## What this task involves:
Everything from the line that contains "sky on this basis." to the end of the records below, both lines included, should be transcribed exactly and returned alone.

+ + + +

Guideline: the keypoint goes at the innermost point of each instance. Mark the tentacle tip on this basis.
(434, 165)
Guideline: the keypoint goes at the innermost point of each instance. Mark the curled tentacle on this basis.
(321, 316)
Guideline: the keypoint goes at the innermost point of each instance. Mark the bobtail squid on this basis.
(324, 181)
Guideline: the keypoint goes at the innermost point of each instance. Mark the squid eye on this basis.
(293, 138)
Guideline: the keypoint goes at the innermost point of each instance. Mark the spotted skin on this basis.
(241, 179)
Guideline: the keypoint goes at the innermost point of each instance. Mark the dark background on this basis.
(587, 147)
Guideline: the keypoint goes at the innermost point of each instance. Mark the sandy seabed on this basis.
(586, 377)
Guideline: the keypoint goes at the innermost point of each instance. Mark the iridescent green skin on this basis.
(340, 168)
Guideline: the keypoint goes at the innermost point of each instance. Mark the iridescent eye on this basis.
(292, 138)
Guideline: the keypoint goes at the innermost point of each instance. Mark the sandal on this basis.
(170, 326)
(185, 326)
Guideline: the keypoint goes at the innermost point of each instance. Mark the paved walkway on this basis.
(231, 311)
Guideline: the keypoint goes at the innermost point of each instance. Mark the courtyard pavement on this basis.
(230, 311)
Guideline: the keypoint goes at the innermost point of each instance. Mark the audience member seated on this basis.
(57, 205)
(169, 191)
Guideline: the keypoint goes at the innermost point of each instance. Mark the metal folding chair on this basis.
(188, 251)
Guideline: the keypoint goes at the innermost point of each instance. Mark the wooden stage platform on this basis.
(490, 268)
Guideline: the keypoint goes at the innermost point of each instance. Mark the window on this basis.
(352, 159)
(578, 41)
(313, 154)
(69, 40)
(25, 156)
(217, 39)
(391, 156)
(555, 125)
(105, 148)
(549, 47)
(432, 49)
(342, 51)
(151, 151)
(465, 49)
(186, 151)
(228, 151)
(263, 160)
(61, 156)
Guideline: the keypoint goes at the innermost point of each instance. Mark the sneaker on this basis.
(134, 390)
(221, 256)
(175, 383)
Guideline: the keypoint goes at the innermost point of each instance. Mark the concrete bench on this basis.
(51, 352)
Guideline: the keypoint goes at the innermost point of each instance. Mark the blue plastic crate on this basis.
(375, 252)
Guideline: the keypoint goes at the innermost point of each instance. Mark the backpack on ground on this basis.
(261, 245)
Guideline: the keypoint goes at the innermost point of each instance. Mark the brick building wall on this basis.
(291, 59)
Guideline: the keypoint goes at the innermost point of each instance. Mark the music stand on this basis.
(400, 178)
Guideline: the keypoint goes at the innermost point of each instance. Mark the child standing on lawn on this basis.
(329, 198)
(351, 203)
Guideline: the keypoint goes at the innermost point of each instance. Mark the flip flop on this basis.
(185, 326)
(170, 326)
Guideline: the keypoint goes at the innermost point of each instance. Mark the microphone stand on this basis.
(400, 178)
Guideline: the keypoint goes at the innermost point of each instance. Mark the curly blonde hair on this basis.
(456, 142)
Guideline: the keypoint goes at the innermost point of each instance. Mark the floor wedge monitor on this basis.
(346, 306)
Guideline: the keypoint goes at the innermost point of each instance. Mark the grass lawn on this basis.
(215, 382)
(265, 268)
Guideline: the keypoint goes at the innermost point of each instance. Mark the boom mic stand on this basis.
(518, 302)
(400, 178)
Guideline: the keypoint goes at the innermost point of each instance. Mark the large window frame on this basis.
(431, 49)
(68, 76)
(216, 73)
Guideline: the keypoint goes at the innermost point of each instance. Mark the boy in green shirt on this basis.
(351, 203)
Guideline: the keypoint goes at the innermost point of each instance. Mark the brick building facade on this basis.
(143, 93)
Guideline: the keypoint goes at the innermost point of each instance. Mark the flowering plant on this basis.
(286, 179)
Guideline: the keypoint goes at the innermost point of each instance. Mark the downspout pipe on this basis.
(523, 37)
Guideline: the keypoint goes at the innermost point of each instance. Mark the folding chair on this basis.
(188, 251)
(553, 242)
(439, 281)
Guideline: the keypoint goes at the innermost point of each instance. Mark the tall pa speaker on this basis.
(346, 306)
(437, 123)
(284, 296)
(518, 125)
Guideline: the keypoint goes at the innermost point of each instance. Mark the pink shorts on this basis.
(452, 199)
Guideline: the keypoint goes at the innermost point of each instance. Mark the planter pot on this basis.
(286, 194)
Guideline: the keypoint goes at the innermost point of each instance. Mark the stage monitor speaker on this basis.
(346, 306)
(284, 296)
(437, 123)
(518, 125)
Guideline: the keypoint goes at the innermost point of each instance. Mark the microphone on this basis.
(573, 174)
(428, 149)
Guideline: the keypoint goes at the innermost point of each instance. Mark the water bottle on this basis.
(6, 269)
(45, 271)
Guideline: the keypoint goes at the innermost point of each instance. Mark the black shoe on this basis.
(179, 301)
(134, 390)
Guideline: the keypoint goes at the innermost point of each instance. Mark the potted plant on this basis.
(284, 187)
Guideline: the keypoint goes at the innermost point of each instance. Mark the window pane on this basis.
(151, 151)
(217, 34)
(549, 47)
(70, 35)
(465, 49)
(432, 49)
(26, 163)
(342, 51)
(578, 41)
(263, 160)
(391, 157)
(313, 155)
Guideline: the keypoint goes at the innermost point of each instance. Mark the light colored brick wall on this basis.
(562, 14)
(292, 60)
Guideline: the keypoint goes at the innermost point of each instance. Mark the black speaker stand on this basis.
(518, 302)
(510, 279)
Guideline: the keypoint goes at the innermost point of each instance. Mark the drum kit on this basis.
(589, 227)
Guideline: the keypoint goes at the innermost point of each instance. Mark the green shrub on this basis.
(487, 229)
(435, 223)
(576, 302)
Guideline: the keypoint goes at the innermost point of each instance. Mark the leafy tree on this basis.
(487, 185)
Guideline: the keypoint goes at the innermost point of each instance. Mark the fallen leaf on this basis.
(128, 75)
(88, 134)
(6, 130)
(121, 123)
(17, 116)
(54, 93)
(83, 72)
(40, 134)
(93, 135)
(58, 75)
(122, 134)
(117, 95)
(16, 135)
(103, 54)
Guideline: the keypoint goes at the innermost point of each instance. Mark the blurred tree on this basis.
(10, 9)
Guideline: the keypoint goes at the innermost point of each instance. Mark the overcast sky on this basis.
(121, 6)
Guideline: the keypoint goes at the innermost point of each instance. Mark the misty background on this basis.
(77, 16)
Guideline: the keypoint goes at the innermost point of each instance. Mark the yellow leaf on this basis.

+ + + +

## Solution to the exercise:
Guideline: the keypoint goes at the innermost point of each instance. Mark the overcast sky on this basis.
(121, 6)
Guideline: the keypoint goes at the innermost point of each instance. Mark the misty background on this basis.
(77, 16)
Guideline: the keypoint goes at the innermost point of each instance. Mark the yellow leaf on this basis.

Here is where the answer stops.